A bull market is coming.

Though no one knows when or how far the stock market will fall before then, the beginning of another sustained cycle of growth in the market is virtually guaranteed.

That’s because every bear market in the U.S. has been followed by a bull market, and that includes everything from the Great Depression to the financial crisis of 2008-2009 to the pandemic and the tech bubble. There’s nothing so unique about the current bear market to make investors think otherwise, and stocks should eventually recover as interest rates stabilize and inflation cools.

When that happens and the stock market starts to rally again, you’ll want to own these three stocks.

Bull market stock No. 1 to own: Airbnb
I can’t think of a stock that’s being more unfairly punished by recessionary fears than Airbnb (ABNB). The company posted soaring growth over the last year as it’s benefited from travel recovery and continues to gain market share, yet the stock is down 44%.

Unlike its tech sector peers, Airbnb has experienced virtually none of the macro headwinds afflicting tech stocks in areas like software and e-commerce. Revenue rose 29% in the third quarter, and the company guided to 17% to 23% revenue growth in the fourth quarter with margins expected to expand.

Airbnb’s growth could continue to moderate in 2023 as the rest of the travel sector is expected to normalize as well, but these headwinds are already built into the stock. It trades at a price-to-earnings ratio of just 40, about double the valuation of the S&P 500.

Regardless of what happens in the economy, Airbnb still has a wide-open growth opportunity in front of it. It’s targeting an addressable market worth more than $1 trillion, and the company is uniquely positioned to take advantage of it as it dominates the home-sharing market. Its margins should also continue to expand thanks to its highly scalable business model.

When the stock market starts to recover, Airbnb could soar in the next bull market.

Bull market stock No. 2 to own: Shopify
Shopify (SHOP) has gone from market darling to market dud in just a few short months, it seems. The e-commerce software stock surged from its 2015 IPO through the pandemic, but the stock has come crashing down over the last year. It’s down 72% year to date as growth slowed across the e-commerce sector, and last year’s profit has flipped back to a loss.

However, most signs point to Shopify facing normal cyclical headwinds that will eventually recede, rather than more structural problems that are permanently impairing the company.

For example, Black Friday/Cyber Monday sales on the platform jumped 21% from last year to $7.5 billion. That growth comes even as dozens of major retailers, including Amazon, warned of a dismal holiday season and guided for significantly weaker growth than normal.

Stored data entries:
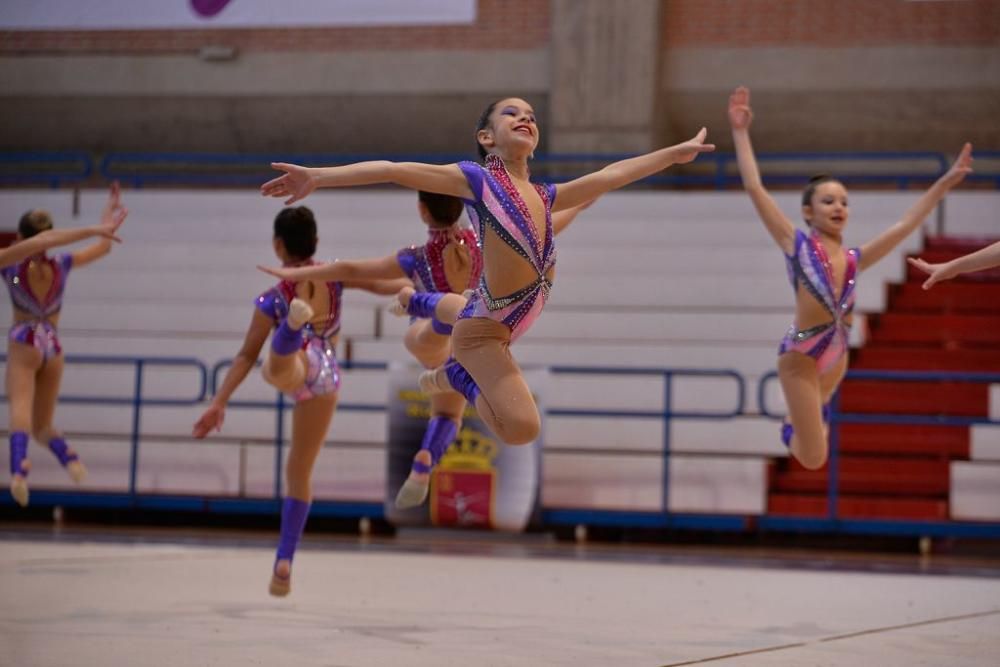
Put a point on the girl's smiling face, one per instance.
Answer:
(512, 130)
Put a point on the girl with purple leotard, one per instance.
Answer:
(34, 354)
(449, 261)
(513, 216)
(813, 354)
(305, 319)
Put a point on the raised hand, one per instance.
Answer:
(210, 421)
(961, 167)
(113, 215)
(692, 148)
(937, 272)
(296, 183)
(740, 113)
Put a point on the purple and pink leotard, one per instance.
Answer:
(809, 265)
(426, 265)
(497, 205)
(323, 372)
(38, 331)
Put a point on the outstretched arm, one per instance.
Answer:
(984, 258)
(381, 287)
(618, 174)
(298, 182)
(111, 217)
(882, 244)
(56, 237)
(341, 270)
(563, 219)
(782, 229)
(243, 363)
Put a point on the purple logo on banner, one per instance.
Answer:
(208, 8)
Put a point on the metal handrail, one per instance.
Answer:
(713, 170)
(838, 417)
(136, 400)
(662, 518)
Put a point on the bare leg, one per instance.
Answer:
(482, 348)
(310, 423)
(23, 361)
(47, 382)
(430, 348)
(801, 386)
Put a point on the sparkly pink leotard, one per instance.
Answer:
(323, 373)
(497, 205)
(424, 265)
(37, 331)
(809, 265)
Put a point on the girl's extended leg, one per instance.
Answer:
(800, 383)
(446, 419)
(23, 361)
(430, 348)
(310, 423)
(441, 306)
(47, 382)
(488, 375)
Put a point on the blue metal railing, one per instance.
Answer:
(55, 168)
(667, 413)
(137, 400)
(208, 379)
(280, 405)
(832, 520)
(715, 170)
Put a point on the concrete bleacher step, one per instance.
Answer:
(985, 442)
(695, 484)
(975, 490)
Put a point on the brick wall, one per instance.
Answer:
(829, 23)
(500, 24)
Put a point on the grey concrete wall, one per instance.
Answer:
(892, 98)
(333, 102)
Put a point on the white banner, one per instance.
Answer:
(215, 14)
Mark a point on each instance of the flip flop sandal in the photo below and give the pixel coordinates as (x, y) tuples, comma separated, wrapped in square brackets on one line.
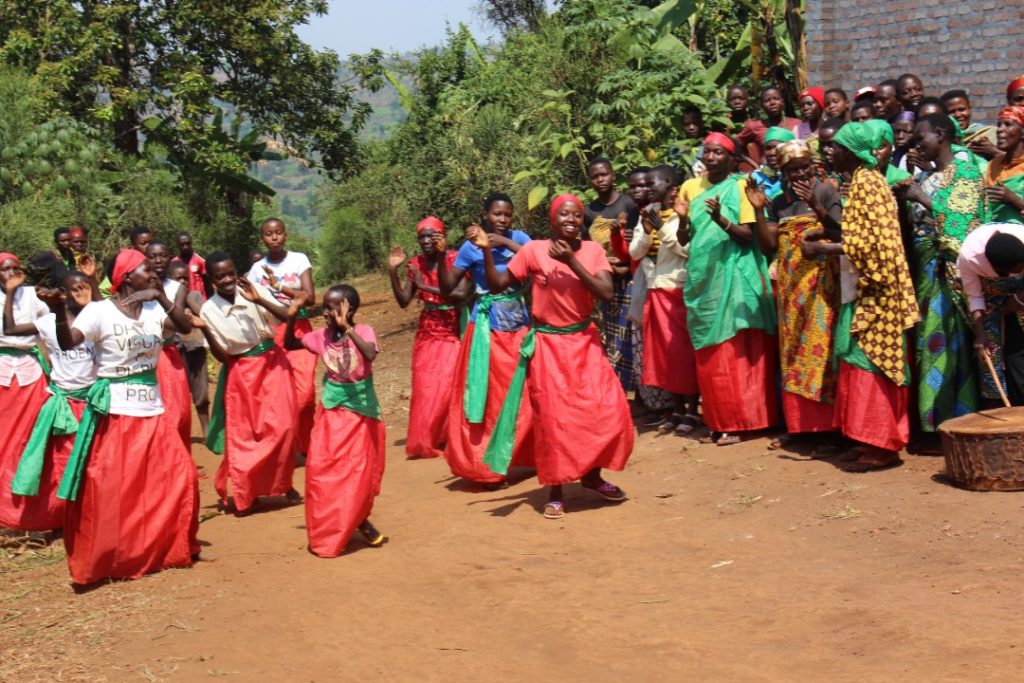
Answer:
[(710, 438), (688, 425), (607, 491), (652, 420), (670, 423), (374, 538), (728, 439), (554, 510), (853, 455)]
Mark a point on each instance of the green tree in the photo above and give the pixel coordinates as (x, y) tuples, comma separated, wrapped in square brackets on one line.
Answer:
[(117, 62)]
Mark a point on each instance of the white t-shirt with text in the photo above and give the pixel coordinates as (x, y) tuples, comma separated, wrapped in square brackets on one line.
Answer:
[(288, 271), (75, 369), (28, 308)]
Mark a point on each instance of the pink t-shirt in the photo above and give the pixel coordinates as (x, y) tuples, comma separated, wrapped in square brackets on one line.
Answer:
[(344, 363), (560, 298)]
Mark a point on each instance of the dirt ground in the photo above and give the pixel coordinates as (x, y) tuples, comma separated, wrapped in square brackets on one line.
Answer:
[(735, 563)]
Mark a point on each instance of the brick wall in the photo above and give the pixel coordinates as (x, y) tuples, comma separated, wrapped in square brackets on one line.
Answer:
[(978, 46)]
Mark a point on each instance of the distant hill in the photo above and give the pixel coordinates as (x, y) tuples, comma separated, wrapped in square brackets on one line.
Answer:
[(296, 184)]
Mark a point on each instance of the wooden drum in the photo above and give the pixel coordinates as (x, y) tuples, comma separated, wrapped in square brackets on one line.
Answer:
[(985, 451)]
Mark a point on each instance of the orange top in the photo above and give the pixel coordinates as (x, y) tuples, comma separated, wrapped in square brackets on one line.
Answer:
[(559, 296)]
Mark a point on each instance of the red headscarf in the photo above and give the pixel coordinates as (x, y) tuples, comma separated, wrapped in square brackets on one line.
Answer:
[(430, 223), (561, 200), (126, 261), (817, 93), (724, 140), (1015, 113), (1019, 83)]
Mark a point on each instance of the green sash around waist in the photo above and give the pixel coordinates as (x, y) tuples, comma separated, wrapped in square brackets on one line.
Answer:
[(499, 453), (1004, 213), (355, 396), (437, 306), (215, 429), (54, 418), (34, 352), (97, 402), (474, 398)]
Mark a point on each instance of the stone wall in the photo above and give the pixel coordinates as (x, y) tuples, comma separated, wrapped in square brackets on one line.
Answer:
[(977, 46)]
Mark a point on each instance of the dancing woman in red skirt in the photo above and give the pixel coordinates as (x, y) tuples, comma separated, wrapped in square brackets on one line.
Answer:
[(489, 349), (131, 485), (35, 482), (171, 371), (435, 350), (345, 463), (254, 411), (580, 412)]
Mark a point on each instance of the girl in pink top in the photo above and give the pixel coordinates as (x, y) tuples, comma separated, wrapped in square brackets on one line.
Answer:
[(582, 420), (345, 462)]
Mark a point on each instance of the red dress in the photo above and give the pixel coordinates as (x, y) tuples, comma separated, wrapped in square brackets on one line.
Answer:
[(581, 417), (259, 410), (18, 408), (174, 391), (435, 356), (669, 360), (345, 463)]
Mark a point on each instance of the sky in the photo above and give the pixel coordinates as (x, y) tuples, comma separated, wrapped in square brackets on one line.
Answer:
[(401, 26)]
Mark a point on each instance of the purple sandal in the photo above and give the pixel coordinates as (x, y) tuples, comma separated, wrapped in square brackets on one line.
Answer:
[(608, 492), (554, 510)]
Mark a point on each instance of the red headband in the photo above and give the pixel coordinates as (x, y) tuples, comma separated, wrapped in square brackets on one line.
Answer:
[(125, 263), (430, 223), (1014, 113), (723, 140), (817, 93), (558, 202)]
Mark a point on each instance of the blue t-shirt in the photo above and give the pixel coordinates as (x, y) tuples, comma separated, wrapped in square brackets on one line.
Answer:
[(505, 315)]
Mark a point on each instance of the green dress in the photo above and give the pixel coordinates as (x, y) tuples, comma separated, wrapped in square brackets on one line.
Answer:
[(947, 374)]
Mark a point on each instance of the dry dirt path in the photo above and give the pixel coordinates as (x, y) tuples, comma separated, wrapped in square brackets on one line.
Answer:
[(733, 563)]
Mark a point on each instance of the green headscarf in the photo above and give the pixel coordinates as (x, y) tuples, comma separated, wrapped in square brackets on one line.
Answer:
[(881, 132), (957, 131), (776, 134), (859, 139)]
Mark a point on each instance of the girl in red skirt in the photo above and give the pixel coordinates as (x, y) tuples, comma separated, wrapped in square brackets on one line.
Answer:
[(42, 463), (489, 349), (669, 360), (435, 350), (131, 485), (171, 371), (254, 414), (23, 393), (345, 463), (581, 416), (730, 313), (287, 273)]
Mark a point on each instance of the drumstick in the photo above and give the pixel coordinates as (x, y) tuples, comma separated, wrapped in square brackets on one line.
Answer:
[(995, 378)]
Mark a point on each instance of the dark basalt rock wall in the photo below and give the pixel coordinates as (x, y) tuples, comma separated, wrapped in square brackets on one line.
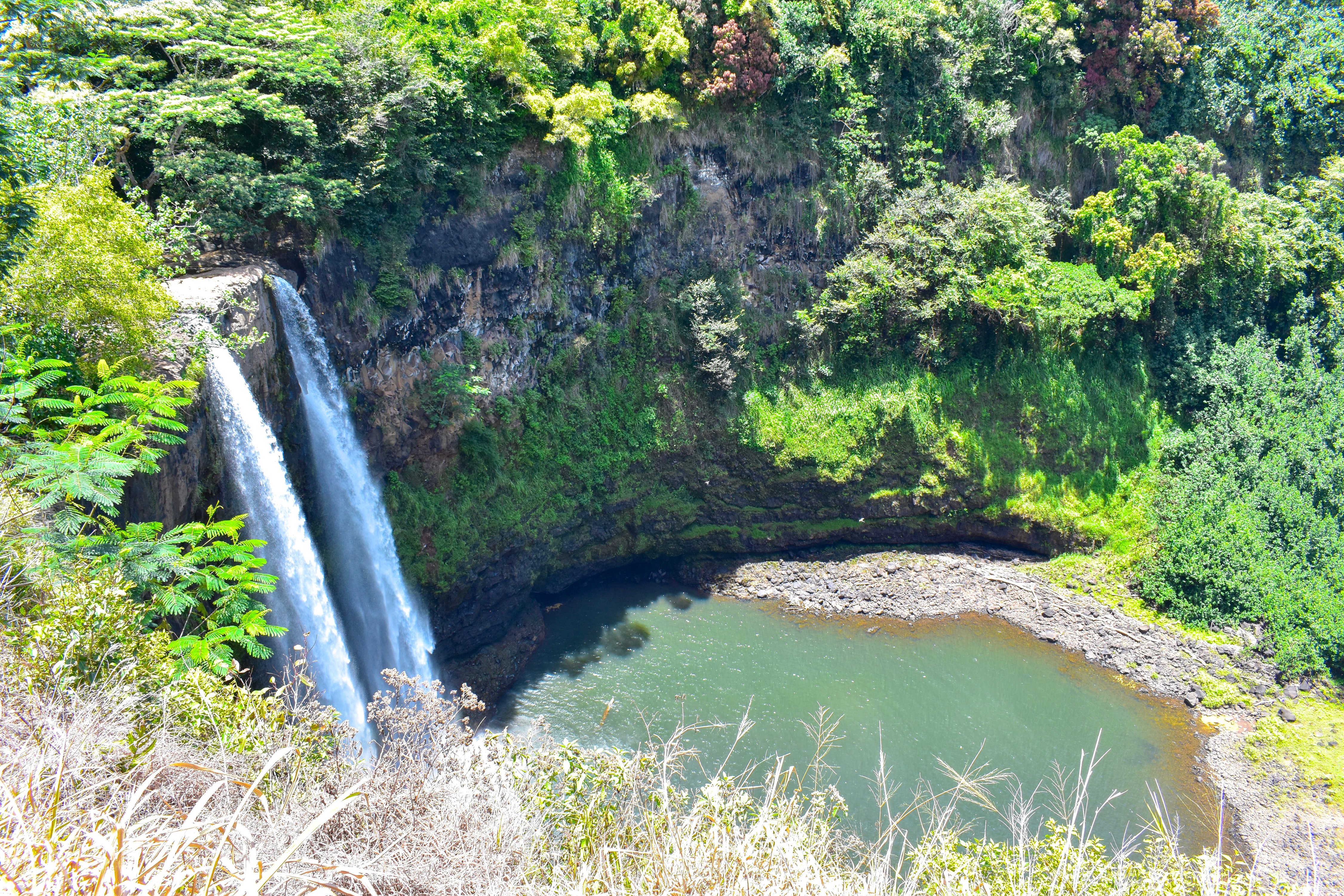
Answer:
[(468, 280)]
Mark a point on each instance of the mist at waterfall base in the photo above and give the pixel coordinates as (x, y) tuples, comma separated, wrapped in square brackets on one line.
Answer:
[(625, 662), (259, 479), (386, 627)]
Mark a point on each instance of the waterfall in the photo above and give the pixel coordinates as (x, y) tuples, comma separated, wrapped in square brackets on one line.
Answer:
[(300, 602), (390, 625)]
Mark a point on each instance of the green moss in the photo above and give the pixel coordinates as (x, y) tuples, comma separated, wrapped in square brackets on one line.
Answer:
[(705, 531), (1304, 745), (1058, 438)]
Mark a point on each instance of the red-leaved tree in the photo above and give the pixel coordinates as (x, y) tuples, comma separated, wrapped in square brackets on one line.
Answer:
[(745, 61), (1135, 47)]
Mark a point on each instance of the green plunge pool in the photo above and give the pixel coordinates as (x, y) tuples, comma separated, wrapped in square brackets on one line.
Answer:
[(947, 690)]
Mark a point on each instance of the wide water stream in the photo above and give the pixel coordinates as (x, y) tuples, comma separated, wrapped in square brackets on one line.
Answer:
[(949, 690)]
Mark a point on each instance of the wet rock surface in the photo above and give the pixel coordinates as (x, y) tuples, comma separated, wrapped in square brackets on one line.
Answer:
[(1276, 820)]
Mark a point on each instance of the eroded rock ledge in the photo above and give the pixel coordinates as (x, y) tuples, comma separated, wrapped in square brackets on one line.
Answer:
[(1280, 821)]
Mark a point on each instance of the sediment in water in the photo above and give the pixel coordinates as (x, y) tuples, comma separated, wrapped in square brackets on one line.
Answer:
[(915, 585)]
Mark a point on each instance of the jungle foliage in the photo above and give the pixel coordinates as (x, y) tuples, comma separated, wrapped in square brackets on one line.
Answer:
[(1084, 260)]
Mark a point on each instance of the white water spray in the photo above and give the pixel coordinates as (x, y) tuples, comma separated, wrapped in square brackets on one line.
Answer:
[(300, 602), (389, 625)]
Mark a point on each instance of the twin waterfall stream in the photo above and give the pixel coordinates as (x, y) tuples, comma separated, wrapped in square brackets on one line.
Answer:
[(362, 619)]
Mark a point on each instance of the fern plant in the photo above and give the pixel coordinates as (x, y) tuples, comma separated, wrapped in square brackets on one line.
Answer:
[(76, 460)]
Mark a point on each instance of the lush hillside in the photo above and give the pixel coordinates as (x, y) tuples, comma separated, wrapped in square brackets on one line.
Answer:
[(757, 277)]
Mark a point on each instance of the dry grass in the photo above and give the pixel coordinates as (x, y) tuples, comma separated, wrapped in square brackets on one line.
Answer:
[(92, 808), (85, 813)]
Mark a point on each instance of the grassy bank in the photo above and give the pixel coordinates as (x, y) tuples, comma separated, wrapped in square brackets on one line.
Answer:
[(109, 792)]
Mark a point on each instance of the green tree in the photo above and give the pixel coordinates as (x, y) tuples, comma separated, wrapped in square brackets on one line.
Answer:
[(92, 269)]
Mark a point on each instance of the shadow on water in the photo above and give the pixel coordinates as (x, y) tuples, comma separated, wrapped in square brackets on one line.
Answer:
[(590, 621), (627, 659)]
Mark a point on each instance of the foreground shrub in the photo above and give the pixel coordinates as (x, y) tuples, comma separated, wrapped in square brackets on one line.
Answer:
[(1249, 518)]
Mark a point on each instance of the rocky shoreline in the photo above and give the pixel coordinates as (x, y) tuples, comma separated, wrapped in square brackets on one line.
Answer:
[(1280, 823)]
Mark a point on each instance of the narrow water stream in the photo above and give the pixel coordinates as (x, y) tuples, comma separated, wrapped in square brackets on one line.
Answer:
[(949, 690)]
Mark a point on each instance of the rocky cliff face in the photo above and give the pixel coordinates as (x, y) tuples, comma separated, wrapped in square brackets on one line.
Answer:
[(234, 301), (498, 276)]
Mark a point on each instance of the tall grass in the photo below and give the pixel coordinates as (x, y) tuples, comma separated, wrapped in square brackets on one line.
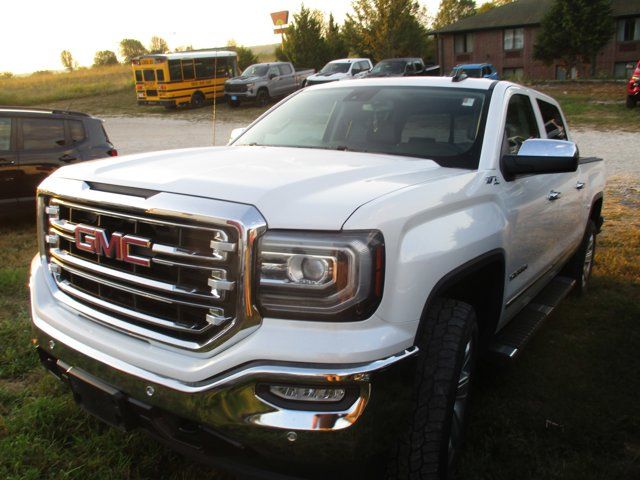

● Task prompt: Continue the article on stocks to own in the next bull market, picking up after its final sentence.

● Task output:
The results over Black Friday weekend also show that Shopify remains an attractive option for both shoppers and merchants who want to sell online, whether those are small businesses or Fortune 500 companies.

Shopify still dominates e-commerce software, and Amazon’s attempt to disrupt it with its Buy with Prime program also seems to have fallen flat.

E-commerce isn’t done growing, even though difficult comparisons could persist for a few quarters. Once the economy begins to recover, Shopify’s growth looks poised to accelerate as well, and that could give the stock a serious spark.

Bull market stock No. 3 to own: Roku
Like the other two stocks on this list, Roku (ROKU) is also the market leader of its own tech niche as the biggest streaming platform in the U.S.

Roku stock has fallen even further this year than Airbnb or Shopify. The company invested heavily during the boom times of the pandemic only to see advertising growth rapidly evaporate this year, leading to wide losses and near-flat growth. As a result, Roku stock is down 77% year to date.

However, Roku is far from the only digital ad platform experiencing these kinds of headwinds. Both Alphabet and Meta Platforms, the two biggest digital ad businesses in the U.S., have also reported sharply decelerating growth, and that’s understandable in a weakening economic environment.

Advertising is cyclical. It’s one of the first expenses businesses pull back when they’re afraid of a recession, as it’s easy to dial ad spending up and down, and it’s a much easier way to cut costs than, say, layoffs, or closing or selling physical real estate.

For the fourth quarter, the company is actually calling for a decline in revenue, but Roku’s ad business should recover when the economy turns and the ad market follows. The good news here is that the connected TV market is booming, with both Disney and Netflix launching ad-based tiers this quarter. That should expand Roku’s monetizable ad base, as it typically takes 30% of ad inventory from its streaming partners.

While the fourth-quarter numbers might be ugly, streaming is still growing, and the streaming ad market, based on recent comments from Netflix co-CEO Reed Hastings, looks set to explode.